= Beginning of Section =
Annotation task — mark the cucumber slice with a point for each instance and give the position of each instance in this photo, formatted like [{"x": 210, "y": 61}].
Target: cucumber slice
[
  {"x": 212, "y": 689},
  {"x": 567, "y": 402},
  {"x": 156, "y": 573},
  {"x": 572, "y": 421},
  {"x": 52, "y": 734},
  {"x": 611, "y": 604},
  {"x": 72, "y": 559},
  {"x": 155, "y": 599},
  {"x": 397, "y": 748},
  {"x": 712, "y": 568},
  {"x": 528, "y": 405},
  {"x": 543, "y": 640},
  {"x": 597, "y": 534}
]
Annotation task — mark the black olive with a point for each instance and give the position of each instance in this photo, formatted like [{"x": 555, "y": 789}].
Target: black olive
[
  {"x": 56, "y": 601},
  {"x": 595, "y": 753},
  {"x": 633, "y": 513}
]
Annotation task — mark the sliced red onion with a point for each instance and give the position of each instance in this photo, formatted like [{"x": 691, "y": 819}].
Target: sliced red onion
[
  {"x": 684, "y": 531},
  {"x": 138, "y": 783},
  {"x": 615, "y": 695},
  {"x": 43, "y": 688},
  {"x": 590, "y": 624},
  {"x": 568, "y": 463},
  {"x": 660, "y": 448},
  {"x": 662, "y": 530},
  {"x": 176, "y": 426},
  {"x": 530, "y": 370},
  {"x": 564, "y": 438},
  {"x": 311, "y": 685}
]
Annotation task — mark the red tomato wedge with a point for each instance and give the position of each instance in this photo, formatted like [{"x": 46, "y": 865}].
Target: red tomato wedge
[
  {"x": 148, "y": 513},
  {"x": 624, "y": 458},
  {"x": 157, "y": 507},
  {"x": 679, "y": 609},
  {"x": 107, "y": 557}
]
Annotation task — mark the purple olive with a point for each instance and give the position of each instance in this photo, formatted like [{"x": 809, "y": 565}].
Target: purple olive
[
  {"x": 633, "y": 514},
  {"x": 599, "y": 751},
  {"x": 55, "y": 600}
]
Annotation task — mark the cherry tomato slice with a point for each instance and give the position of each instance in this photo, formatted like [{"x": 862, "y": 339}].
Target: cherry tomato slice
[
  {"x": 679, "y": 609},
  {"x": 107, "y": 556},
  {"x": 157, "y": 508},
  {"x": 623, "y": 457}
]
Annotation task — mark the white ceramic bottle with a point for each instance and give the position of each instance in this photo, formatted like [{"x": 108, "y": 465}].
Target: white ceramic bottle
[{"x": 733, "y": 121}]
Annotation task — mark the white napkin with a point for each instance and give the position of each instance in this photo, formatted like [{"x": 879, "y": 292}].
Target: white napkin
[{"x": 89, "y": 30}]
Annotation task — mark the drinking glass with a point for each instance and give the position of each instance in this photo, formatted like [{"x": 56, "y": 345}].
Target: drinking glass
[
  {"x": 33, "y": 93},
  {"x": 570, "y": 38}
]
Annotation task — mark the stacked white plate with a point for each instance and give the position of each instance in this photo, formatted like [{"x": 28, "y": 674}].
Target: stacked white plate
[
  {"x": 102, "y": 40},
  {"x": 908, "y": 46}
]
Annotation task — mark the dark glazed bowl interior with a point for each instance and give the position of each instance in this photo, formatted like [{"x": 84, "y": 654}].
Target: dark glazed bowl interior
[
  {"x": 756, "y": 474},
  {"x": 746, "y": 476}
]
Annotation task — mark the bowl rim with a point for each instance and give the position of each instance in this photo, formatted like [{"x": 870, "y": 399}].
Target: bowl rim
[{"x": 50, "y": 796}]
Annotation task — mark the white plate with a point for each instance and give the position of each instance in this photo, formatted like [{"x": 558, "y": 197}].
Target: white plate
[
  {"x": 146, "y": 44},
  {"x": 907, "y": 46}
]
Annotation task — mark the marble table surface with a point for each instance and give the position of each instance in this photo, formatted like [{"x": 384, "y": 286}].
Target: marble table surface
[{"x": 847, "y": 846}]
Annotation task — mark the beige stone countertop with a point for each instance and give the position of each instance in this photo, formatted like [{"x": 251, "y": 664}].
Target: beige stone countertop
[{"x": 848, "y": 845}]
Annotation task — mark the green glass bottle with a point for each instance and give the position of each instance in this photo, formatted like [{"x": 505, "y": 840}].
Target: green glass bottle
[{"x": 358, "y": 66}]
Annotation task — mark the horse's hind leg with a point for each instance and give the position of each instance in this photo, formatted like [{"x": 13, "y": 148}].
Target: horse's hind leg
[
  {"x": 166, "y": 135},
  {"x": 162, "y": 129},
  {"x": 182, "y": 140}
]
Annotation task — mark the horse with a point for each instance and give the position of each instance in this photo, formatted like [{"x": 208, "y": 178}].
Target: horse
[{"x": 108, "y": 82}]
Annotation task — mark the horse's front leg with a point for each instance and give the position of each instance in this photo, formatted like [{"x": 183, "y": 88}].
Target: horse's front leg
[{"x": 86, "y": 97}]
= End of Section =
#### Exercise aim:
Word for word, restate the lines above from the line containing "Target: white plate" through the line containing "Annotation task — mark the marble", with both included and nothing else.

#### The answer:
Target: white plate
[
  {"x": 146, "y": 44},
  {"x": 907, "y": 46}
]
Annotation task — mark the marble table surface with a point for each instance and give the position of each instance in this photo, formatted like [{"x": 384, "y": 286}].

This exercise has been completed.